» Stored data entries
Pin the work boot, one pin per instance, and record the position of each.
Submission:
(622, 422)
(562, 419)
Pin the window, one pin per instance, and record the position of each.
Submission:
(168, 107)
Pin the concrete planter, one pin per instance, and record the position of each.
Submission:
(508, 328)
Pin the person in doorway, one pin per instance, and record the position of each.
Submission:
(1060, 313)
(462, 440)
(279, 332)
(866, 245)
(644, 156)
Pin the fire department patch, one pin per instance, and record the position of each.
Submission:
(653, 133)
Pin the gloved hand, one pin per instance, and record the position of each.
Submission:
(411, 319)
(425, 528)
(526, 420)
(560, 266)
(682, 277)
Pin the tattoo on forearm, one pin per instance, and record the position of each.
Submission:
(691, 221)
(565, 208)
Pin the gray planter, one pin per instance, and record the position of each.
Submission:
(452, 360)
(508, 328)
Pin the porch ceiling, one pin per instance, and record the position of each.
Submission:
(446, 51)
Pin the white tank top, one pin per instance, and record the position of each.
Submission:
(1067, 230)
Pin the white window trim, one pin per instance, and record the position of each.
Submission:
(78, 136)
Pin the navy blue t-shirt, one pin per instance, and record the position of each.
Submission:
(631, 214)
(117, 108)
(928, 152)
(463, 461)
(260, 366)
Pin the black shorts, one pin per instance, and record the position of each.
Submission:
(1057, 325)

» Set problem
Duplicate every one of the lines above, character for character, without changing anything.

» Response to this task
Pin the work boot, one pin per instance, and record the position of each.
Submission:
(622, 422)
(562, 419)
Pin the window, one pin per instance, and record the position of each.
Submission:
(168, 107)
Pin the concrete planter, one pin per instance, and record the position of each.
Submission:
(508, 328)
Pin the person in doorway, one pin per instance, and record the position of each.
Submission:
(1060, 313)
(462, 440)
(279, 332)
(866, 245)
(644, 156)
Pin the fire department patch, one pin per instance, and record the position of each.
Submission:
(653, 133)
Pin the gloved hand, one pin per instance, and record the position of each.
Submission:
(411, 319)
(425, 528)
(526, 420)
(560, 266)
(682, 277)
Pin the tattoo on forearm, one pin per instance, and record the position of each.
Submission:
(691, 221)
(565, 208)
Pin the gray planter, one pin per instance, and record the position of each.
Submission:
(452, 360)
(508, 328)
Pin the porch ceiling, one pin per instance, and record the position of each.
Submission:
(446, 51)
Pin the white tank top, one pin per instance, and record the position of each.
Submission:
(1067, 230)
Pin the white window trim, one pin per instance, and record the position of each.
Submission:
(78, 136)
Pin the navy blue t-shirt, one pin per instance, and record the position of each.
Submission:
(631, 214)
(117, 108)
(928, 152)
(463, 461)
(260, 366)
Pin the black shorts, one pin per instance, and record the position of each.
Submission:
(1057, 325)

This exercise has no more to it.